**** EXTRAIT

La transition énergétique passe dans les prochaines années et décennies par une accélération spectaculaire de la fabrication de véhicules électriques et de capacités de production d’énergies renouvelables. Mais pour remplacer les énergies fossiles et plus particulièrement les hydrocarbures, il faudra une quantité considérable de métaux dits stratégiques. Il y a évidemment le lithium, le cobalt et le nickel pour les batteries, mais le métal le plus critique est sans doute le cuivre. Pourquoi? Parce que sous forme de fils, de câbles et de feuilles, il est indispensable pour relier et connecter les batteries, les moteurs électriques et les réseaux. Une voiture électrique utilise trois fois plus de cuivre que son équivalent à moteur à combustion. Les parcs éoliens et solaires nécessitent à production électrique équivalente, au moins en capacités théoriques du fait de leur intermittence, cinq fois plus de métal rouge que les centrales à gaz, au charbon et nucléaire.

********

• CONSIGNES:
**a.** Pour chacune des affirmations suivantes, indiquez si elle concorde avec l'extrait sur le cuivre, en répondant par oui ou par non et en citant les mots décisifs de l'extrait : (i) une voiture électrique contient trois fois plus de cuivre qu'une voiture à moteur à combustion ; (ii) le lithium y est présenté comme le métal le plus critique ; (iii) les parcs éoliens et solaires exigent deux fois plus de cuivre que les centrales à gaz.
**b.** D'après l'extrait sur le cuivre, sous quelles formes ce métal est-il indispensable pour relier les batteries, les moteurs électriques et les réseaux ?
**c.** Prolongez l'extrait sur le cuivre et la transition énergétique en reprenant juste après sa dernière phrase.

**** JEU DE DONNÉES

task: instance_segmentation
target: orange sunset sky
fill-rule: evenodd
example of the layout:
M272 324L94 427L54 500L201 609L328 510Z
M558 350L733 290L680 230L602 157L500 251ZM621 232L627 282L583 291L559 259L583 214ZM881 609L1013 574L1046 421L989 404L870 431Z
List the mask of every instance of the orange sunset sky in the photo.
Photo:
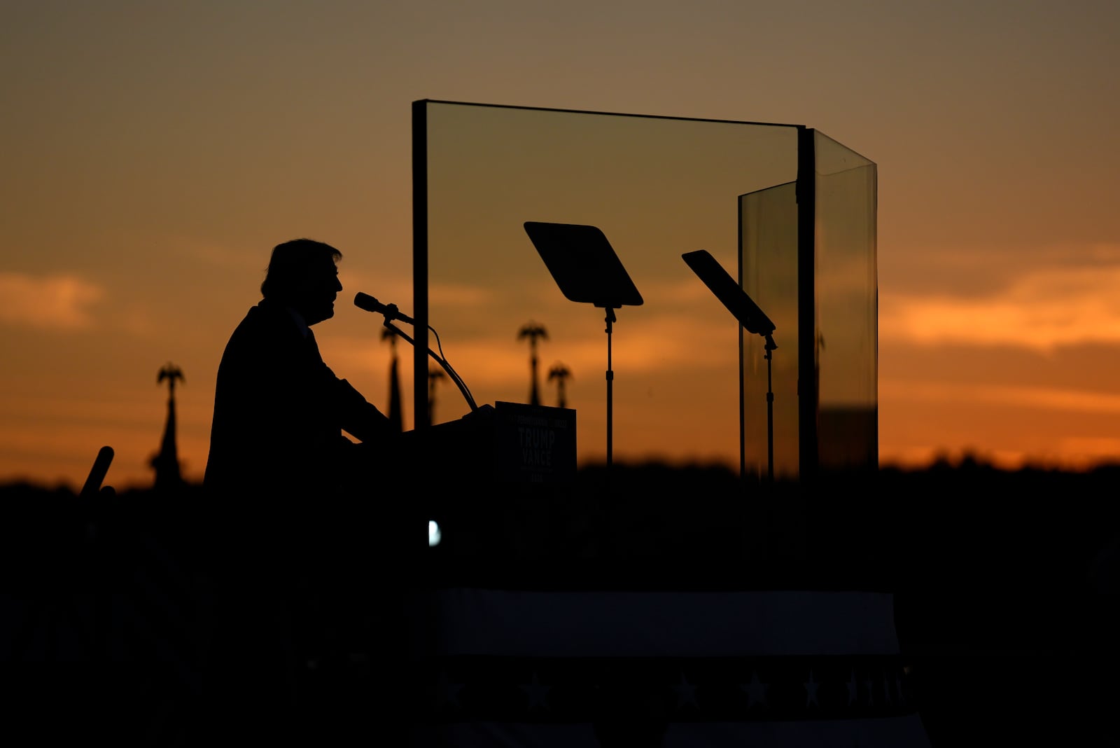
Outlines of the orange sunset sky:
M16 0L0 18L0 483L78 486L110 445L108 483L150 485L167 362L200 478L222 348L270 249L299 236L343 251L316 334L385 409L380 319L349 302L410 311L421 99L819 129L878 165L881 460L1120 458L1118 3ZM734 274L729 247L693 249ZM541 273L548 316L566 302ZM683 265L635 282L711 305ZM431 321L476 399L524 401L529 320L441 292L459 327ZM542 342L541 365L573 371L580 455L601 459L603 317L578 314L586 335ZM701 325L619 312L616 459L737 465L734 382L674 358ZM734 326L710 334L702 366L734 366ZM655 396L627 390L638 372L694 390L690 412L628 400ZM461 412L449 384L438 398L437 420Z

********
**** JEU DE DONNÉES

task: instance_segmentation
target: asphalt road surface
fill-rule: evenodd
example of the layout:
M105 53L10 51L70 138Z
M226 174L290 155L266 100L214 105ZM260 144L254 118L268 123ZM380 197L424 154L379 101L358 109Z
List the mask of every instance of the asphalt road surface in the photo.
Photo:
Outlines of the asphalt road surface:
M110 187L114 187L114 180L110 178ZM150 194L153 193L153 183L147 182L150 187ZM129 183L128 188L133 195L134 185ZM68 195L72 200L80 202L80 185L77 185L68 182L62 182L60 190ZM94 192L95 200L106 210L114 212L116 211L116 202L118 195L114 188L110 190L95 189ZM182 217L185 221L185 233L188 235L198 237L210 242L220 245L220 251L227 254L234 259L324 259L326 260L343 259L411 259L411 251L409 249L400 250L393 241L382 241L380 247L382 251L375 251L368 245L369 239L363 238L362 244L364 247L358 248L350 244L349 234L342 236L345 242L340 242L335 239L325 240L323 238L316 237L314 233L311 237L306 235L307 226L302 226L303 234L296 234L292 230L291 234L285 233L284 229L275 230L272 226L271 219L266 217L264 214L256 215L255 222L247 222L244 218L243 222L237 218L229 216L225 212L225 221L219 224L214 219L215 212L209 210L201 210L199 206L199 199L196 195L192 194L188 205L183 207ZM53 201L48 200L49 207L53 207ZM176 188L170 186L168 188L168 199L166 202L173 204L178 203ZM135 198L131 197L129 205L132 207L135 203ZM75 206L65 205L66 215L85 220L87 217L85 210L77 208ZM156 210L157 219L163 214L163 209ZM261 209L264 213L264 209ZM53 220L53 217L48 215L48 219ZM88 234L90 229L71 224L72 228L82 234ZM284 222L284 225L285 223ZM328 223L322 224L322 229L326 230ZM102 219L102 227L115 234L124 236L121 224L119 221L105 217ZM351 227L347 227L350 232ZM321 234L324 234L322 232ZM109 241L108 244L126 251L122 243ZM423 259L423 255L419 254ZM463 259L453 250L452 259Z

********
**** JEU DE DONNÉES

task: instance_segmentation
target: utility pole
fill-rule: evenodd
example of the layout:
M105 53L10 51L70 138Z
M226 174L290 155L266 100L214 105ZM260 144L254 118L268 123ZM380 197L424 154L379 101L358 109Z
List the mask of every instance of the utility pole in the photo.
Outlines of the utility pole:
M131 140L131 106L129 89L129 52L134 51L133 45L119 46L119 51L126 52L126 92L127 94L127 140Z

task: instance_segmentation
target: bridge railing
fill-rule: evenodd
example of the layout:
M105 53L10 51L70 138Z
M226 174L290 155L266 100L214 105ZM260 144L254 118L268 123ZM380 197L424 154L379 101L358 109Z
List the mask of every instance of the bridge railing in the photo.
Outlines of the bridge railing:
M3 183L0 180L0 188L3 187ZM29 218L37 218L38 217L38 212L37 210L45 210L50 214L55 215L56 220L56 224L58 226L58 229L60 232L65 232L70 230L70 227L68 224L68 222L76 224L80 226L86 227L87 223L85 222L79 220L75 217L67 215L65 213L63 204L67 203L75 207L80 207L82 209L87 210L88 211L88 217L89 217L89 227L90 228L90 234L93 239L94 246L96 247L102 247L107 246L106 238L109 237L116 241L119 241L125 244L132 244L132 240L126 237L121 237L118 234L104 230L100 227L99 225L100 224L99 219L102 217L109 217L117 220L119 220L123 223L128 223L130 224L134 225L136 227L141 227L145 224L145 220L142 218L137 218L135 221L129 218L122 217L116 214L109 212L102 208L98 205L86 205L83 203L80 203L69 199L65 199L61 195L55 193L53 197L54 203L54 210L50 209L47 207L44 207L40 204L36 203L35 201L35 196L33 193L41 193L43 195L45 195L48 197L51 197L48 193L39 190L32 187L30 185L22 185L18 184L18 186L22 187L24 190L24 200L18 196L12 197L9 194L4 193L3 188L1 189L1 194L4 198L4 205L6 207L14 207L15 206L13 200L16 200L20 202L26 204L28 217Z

********

• RÉPONSES:
**a.**
(i) Oui : « Une voiture électrique utilise trois fois plus de cuivre que son équivalent à moteur à combustion. »
(ii) Non : « le métal le plus critique est sans doute le cuivre ».
(iii) Non : « cinq fois plus de métal rouge que les centrales à gaz, au charbon et nucléaire ».

**b.** Sous forme de fils, de câbles et de feuilles.

**c.**
Ainsi, la décision prise par les institutions européennes de contraindre les acheteurs d’automobiles neuves de passer au tout électrique à partir de 2035 pourrait se heurter à l’impossibilité de produire suffisamment de véhicules et de bornes de recharge, faute de cuivre… Sans parler de l’envolée des prix de ce métal si le déséquilibre entre l’offre et la demande devient structurel.
Investir plus de 23 milliards de dollars par an pendant 30 ans
Une étude approfondie publiée très récemment par le cabinet de conseil Wood Mackenzie,spécialisé dans l’énergie, montre que pour satisfaire d’ici 2050 les besoins en cuivre pour atteindre les objectifs zéro carbone fixés lors de l’accord de Paris à l’occasion de la COP 21, l’industrie du cuivre doit totalement changer de dimension. «L’industrie minière devra réaliser de nouveaux projets à une fréquence et à un niveau constant de financement jamais atteints auparavant» explique Nick Pickens, directeur de recherche de Wood Mackenzie sur les marchés du cuivre.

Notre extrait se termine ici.